▶ **DATA SUPPLIED**:
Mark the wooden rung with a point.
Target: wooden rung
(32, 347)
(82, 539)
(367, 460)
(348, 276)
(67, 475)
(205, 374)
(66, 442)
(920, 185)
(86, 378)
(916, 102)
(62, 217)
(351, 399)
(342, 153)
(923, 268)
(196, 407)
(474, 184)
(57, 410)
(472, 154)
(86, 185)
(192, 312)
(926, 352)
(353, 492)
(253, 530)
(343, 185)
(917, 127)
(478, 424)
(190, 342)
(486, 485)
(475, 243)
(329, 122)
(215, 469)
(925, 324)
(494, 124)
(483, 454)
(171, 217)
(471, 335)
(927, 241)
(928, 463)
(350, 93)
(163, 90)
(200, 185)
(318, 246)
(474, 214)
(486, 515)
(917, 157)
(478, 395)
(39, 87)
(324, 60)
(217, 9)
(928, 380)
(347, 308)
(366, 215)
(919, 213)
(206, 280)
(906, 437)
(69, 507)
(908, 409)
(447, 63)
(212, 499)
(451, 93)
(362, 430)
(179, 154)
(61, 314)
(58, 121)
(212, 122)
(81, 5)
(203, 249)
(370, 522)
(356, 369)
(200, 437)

▶ **AIM**: Write out all the material above again, line for line, with no changes.

▶ **CORRECT RESPONSE**:
Mark the wooden rung with a point.
Target: wooden rung
(32, 347)
(82, 539)
(367, 460)
(348, 276)
(67, 475)
(205, 374)
(66, 442)
(920, 185)
(86, 378)
(916, 102)
(62, 217)
(351, 399)
(342, 153)
(923, 268)
(196, 407)
(474, 184)
(57, 410)
(472, 154)
(86, 185)
(192, 312)
(926, 352)
(353, 492)
(253, 530)
(343, 185)
(917, 127)
(478, 424)
(190, 342)
(486, 485)
(475, 243)
(329, 122)
(215, 469)
(925, 324)
(494, 124)
(483, 454)
(171, 217)
(471, 335)
(927, 241)
(928, 463)
(350, 93)
(163, 90)
(200, 185)
(318, 246)
(474, 214)
(486, 515)
(917, 157)
(478, 395)
(39, 87)
(324, 60)
(217, 9)
(928, 380)
(347, 308)
(366, 215)
(919, 213)
(206, 280)
(906, 437)
(69, 507)
(908, 409)
(447, 63)
(212, 499)
(451, 93)
(362, 430)
(179, 154)
(61, 314)
(58, 121)
(212, 122)
(81, 5)
(203, 249)
(370, 522)
(356, 369)
(200, 437)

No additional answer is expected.